Collected data:
▶

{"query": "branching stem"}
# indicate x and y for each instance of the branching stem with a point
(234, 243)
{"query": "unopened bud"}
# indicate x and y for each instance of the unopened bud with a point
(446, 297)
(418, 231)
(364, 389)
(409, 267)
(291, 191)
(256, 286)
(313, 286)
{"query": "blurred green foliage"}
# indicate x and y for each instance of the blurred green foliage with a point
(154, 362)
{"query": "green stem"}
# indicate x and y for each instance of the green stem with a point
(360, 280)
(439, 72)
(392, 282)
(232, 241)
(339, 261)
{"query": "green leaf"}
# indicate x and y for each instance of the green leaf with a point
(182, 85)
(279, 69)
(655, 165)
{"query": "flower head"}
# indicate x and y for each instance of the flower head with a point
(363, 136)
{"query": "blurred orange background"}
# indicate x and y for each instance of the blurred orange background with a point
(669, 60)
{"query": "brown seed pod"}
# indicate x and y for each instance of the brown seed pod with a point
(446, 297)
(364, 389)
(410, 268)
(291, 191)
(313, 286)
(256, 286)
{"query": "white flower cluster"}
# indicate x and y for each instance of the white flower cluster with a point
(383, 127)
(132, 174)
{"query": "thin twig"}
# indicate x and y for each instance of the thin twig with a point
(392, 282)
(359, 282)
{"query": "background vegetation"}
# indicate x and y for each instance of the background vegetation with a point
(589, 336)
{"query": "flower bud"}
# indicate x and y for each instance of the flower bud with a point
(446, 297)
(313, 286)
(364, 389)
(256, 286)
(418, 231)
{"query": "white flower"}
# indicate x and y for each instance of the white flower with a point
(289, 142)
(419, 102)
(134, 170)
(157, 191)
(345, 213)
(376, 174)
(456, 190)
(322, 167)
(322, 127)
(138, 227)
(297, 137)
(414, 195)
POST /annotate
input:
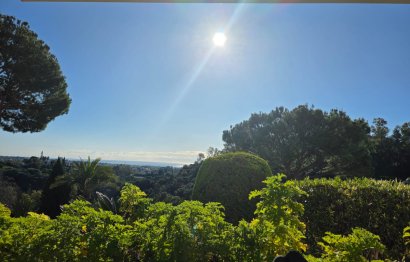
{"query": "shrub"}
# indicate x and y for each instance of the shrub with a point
(228, 179)
(276, 229)
(360, 245)
(336, 205)
(190, 231)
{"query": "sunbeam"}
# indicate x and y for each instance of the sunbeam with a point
(197, 72)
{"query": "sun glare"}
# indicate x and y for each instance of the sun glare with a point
(219, 39)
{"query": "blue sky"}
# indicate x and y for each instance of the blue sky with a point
(147, 83)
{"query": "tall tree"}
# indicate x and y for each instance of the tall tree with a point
(32, 86)
(304, 141)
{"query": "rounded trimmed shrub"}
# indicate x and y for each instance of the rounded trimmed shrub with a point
(228, 179)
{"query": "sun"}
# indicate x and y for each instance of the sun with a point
(219, 39)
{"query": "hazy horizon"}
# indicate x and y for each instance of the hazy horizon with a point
(147, 84)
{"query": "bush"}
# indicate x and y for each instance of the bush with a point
(276, 229)
(228, 179)
(336, 205)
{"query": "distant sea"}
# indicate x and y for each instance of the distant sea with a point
(112, 162)
(140, 163)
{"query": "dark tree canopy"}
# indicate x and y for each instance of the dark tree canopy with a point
(305, 142)
(32, 86)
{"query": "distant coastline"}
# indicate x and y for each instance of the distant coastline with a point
(112, 162)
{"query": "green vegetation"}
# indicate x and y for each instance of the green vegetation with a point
(228, 179)
(309, 142)
(336, 205)
(32, 86)
(191, 231)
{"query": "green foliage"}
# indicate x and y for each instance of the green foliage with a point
(360, 245)
(305, 142)
(391, 154)
(276, 229)
(406, 238)
(228, 179)
(336, 205)
(86, 178)
(32, 87)
(190, 231)
(53, 197)
(80, 233)
(134, 202)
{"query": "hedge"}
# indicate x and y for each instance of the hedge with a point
(228, 179)
(337, 206)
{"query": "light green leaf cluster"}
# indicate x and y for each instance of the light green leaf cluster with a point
(276, 229)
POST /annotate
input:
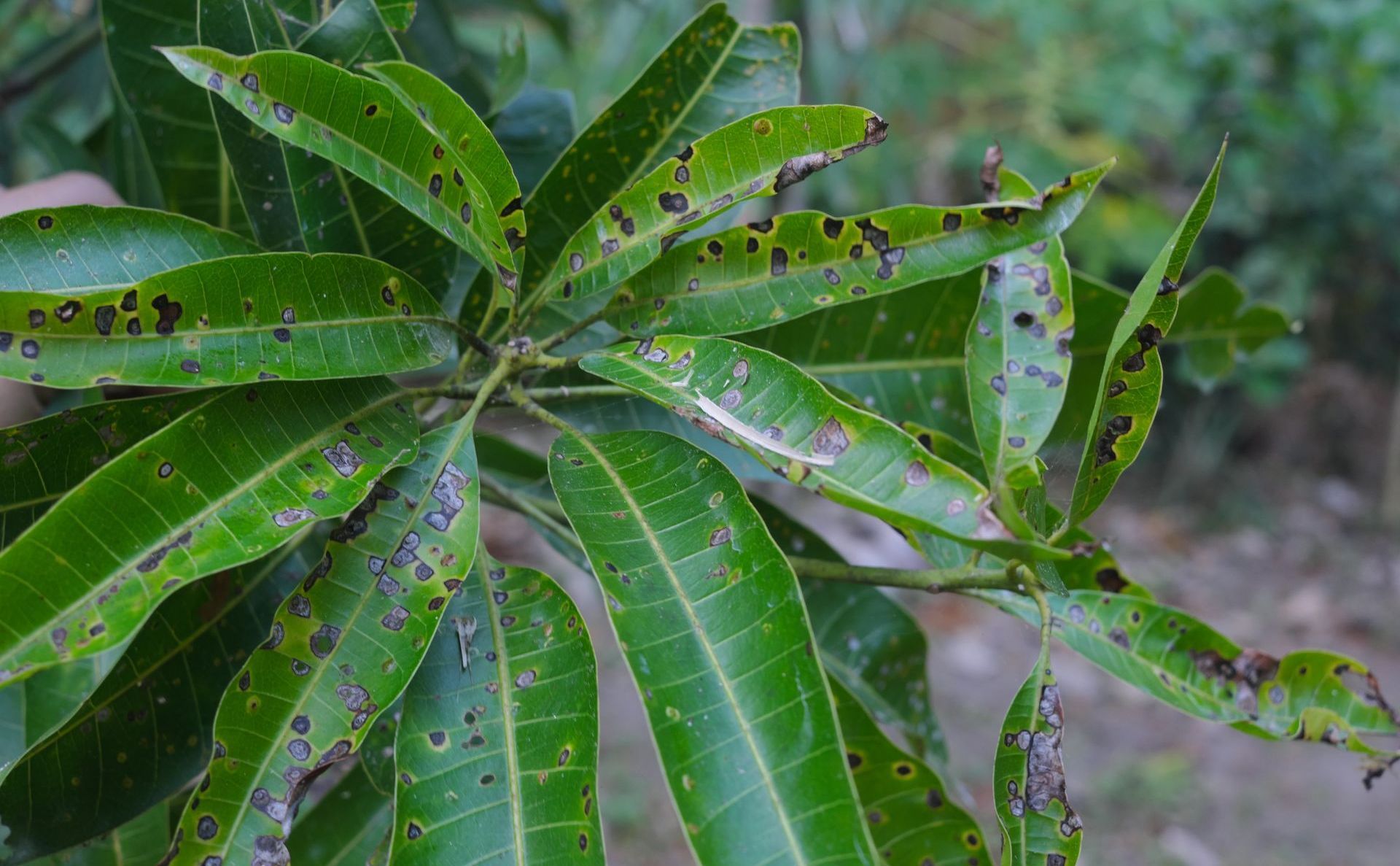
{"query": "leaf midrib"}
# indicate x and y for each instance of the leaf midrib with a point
(213, 508)
(701, 638)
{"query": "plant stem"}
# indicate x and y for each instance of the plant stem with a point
(502, 495)
(928, 581)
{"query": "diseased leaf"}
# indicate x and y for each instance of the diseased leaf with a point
(1132, 382)
(756, 275)
(1038, 824)
(341, 651)
(710, 69)
(910, 814)
(398, 13)
(220, 487)
(766, 406)
(42, 460)
(144, 733)
(1216, 324)
(168, 146)
(499, 746)
(752, 158)
(138, 843)
(360, 123)
(231, 320)
(1018, 351)
(868, 641)
(345, 827)
(82, 248)
(709, 616)
(1185, 663)
(901, 353)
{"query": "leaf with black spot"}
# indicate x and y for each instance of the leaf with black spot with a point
(505, 714)
(363, 125)
(753, 158)
(341, 651)
(246, 470)
(712, 622)
(828, 263)
(906, 805)
(144, 733)
(791, 424)
(233, 320)
(1018, 351)
(1130, 384)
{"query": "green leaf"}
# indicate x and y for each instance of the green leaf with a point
(910, 814)
(1216, 324)
(868, 641)
(45, 459)
(752, 158)
(712, 71)
(296, 199)
(1130, 386)
(1200, 328)
(499, 746)
(1018, 351)
(138, 843)
(756, 275)
(902, 353)
(83, 248)
(709, 616)
(1185, 663)
(345, 826)
(362, 125)
(783, 417)
(168, 144)
(233, 320)
(534, 129)
(144, 733)
(511, 68)
(1038, 824)
(398, 13)
(341, 651)
(228, 482)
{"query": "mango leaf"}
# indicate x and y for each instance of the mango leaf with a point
(902, 353)
(713, 70)
(870, 643)
(345, 826)
(1216, 324)
(138, 843)
(756, 275)
(362, 125)
(712, 624)
(144, 733)
(45, 459)
(1211, 330)
(752, 158)
(499, 746)
(1132, 382)
(82, 248)
(295, 198)
(1038, 824)
(783, 417)
(220, 487)
(908, 808)
(398, 13)
(234, 320)
(1018, 351)
(1185, 663)
(341, 651)
(170, 149)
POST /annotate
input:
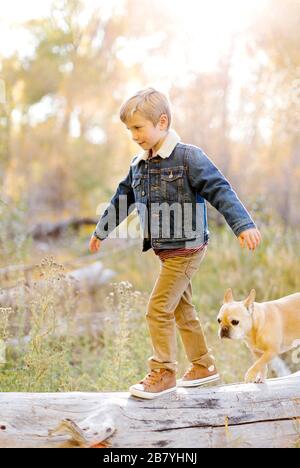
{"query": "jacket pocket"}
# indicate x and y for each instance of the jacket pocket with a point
(138, 186)
(172, 184)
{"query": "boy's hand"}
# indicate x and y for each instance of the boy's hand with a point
(251, 238)
(95, 244)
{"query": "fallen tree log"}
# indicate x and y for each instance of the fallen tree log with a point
(226, 416)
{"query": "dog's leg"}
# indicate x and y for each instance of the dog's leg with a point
(257, 373)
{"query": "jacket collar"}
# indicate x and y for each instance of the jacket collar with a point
(165, 150)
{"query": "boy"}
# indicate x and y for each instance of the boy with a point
(168, 183)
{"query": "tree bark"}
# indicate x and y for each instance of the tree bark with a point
(227, 416)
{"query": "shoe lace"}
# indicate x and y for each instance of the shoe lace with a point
(152, 378)
(190, 370)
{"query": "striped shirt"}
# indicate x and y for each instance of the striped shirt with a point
(163, 254)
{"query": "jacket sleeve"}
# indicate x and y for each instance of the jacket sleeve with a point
(120, 206)
(209, 181)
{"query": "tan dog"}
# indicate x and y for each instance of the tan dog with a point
(268, 328)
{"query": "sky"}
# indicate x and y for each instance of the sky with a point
(204, 27)
(203, 32)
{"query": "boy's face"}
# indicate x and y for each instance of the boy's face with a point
(144, 133)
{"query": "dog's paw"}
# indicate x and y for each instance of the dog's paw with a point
(253, 377)
(260, 378)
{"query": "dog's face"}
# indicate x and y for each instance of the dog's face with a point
(235, 318)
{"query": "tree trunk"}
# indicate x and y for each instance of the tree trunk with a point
(227, 416)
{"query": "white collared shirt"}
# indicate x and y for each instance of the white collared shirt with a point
(164, 151)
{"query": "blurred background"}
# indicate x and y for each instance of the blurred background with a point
(232, 72)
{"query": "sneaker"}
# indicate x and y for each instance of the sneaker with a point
(156, 383)
(198, 375)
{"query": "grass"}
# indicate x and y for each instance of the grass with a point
(58, 358)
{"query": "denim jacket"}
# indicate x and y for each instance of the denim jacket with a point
(169, 192)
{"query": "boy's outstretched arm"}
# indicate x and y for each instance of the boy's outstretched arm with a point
(209, 181)
(120, 206)
(251, 238)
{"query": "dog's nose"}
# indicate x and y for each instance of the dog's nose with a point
(225, 332)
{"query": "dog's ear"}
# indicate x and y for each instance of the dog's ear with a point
(228, 297)
(250, 299)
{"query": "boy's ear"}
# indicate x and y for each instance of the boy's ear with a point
(228, 297)
(250, 299)
(163, 122)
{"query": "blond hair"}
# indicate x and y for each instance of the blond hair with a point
(150, 103)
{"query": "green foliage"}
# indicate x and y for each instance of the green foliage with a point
(58, 358)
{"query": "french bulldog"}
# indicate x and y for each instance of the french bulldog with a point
(268, 328)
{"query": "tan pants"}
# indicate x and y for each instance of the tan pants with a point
(170, 305)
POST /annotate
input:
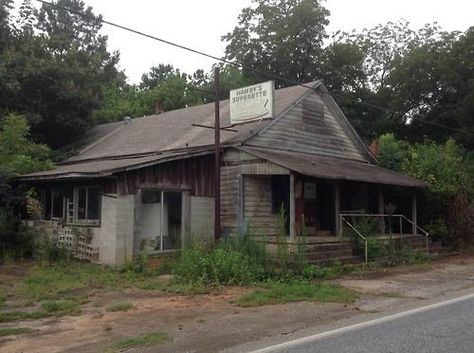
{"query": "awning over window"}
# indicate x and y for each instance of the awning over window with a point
(334, 168)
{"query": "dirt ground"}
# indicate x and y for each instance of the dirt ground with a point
(211, 323)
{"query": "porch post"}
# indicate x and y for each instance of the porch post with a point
(337, 207)
(381, 209)
(414, 213)
(292, 206)
(162, 213)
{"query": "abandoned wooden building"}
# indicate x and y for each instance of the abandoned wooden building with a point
(147, 183)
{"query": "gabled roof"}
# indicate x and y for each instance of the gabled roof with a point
(174, 130)
(122, 146)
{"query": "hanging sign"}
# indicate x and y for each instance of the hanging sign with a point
(251, 103)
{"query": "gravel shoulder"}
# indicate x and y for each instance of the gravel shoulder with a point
(211, 323)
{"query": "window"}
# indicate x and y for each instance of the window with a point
(280, 193)
(52, 200)
(87, 204)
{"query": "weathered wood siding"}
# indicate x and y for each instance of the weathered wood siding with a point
(237, 192)
(258, 205)
(195, 174)
(312, 126)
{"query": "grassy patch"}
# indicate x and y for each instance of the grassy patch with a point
(22, 315)
(391, 294)
(60, 307)
(6, 331)
(65, 280)
(120, 307)
(149, 339)
(280, 293)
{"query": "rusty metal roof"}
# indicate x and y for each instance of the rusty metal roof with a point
(334, 168)
(113, 147)
(107, 167)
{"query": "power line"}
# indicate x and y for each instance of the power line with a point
(125, 28)
(225, 61)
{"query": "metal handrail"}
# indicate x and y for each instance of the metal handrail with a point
(427, 235)
(359, 234)
(400, 216)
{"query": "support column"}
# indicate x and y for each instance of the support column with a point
(337, 207)
(162, 214)
(414, 213)
(381, 209)
(292, 207)
(241, 214)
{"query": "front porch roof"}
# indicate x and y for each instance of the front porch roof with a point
(334, 168)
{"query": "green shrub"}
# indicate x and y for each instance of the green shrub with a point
(438, 230)
(233, 261)
(47, 250)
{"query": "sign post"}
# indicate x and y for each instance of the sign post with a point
(217, 159)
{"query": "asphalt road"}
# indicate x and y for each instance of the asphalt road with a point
(443, 328)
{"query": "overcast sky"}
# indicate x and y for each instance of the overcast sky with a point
(200, 24)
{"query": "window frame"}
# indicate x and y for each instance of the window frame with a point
(86, 220)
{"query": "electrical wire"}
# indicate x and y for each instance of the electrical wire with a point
(225, 61)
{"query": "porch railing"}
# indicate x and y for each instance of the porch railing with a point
(416, 230)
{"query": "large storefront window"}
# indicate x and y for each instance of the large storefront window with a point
(160, 223)
(73, 205)
(87, 204)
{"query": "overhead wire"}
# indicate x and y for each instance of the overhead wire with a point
(225, 61)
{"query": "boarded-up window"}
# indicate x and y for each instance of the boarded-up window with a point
(87, 204)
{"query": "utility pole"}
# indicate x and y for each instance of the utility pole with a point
(217, 159)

◀

### EXERCISE GOAL
Count the lines in the listing above that contain the string "rounded", treating uppercase and lowercase as different, and give only the number.

### EXERCISE RESPONSE
2